---------- Page excerpt ----------

This brings me to Ivan Illich's classic critique of modern education, Deschooling Society. I've got to take a look at that book again, but now from the perspective of a wizened old educator.

Formal education used to be a means for the small fraction of people of a reflective bent of mind to gather the means by which they could explore life's purpose and perhaps try to answer the great questions that faced mankind. From that noble purpose, formal education has been coopted and debased by a corporatized society that has transformed education into a machine that churns out cookie-cutter drones who will staff their factories and offices and produce standardized goods and services, punctually, and with a smile. Sadly, neither the so-called education, nor the decades of work under the corporate roof help the individual confront the fundamental existential questions that have always been at the back of his mind but which he never had time to think about, so engrossed was he in his work, and distracted at other times by the corporate entertainment firehosed through the media.

If he is lucky, he falls dead while still on the job, engrossed in his meaningless work. The unlucky ones are finally ejected by the corporate system and at a late stage in life find themselves face-to-face with Life's Ultimate Questions: questions they ought to have tried to answer early in their lives, but which they deferred to a phase in their lives when they can could do little about their situation. And preoccupied with that sad thought, they fall over and die.

The tragedy, again, is that the average person believes that the purpose of education is to provide him with skills that will enable him to become a 'successful' cog in the corporate wheel. Any real education that might help him confront the reality of his existence and enable him to ask questions about his role in life is dismissed as so much fluff. The stranglehold of the corporation on formal education is almost complete. Sadder yet are the institutions and educational frameworks that neither educate nor prepare the student for becoming a productive cog in the wheel. In fact, this category of institutions dominate the 'educational' landscape. They are worse than useless. Not only do they not educate, they 'uneducate' their students using the worst possible methods. Talk about a perfect storm.

What we need today are major revolutions both in curricula as well as pedagogies and androgogies; both are badly broken, and this brokenness is reflected in the nature of our world, best expressed by the Hopi Indian word, koyaanisqatsi -- life out of balance.

---------- Entries supplied ----------

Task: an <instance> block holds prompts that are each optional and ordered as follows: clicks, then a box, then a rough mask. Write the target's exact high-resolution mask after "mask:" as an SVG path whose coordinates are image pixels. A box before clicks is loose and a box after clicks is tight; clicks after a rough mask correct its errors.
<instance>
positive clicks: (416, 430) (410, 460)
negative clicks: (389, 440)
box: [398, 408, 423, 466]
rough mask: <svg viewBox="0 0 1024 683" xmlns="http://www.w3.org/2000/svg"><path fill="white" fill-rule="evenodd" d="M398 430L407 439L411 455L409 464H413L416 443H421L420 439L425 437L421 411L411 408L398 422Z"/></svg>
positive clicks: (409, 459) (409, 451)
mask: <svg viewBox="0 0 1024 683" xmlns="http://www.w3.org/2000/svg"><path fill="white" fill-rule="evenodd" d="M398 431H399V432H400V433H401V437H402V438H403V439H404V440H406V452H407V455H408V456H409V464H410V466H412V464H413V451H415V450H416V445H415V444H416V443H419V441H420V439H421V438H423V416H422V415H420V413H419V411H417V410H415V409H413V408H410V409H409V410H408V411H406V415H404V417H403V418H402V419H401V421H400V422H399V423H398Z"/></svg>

----------

### Work instruction
Return the passage of the essay on formal education between "The tragedy, again, is" and "a perfect storm.", inclusive.

### Finished task
The tragedy, again, is that the average person believes that the purpose of education is to provide him with skills that will enable him to become a 'successful' cog in the corporate wheel. Any real education that might help him confront the reality of his existence and enable him to ask questions about his role in life is dismissed as so much fluff. The stranglehold of the corporation on formal education is almost complete. Sadder yet are the institutions and educational frameworks that neither educate nor prepare the student for becoming a productive cog in the wheel. In fact, this category of institutions dominate the 'educational' landscape. They are worse than useless. Not only do they not educate, they 'uneducate' their students using the worst possible methods. Talk about a perfect storm.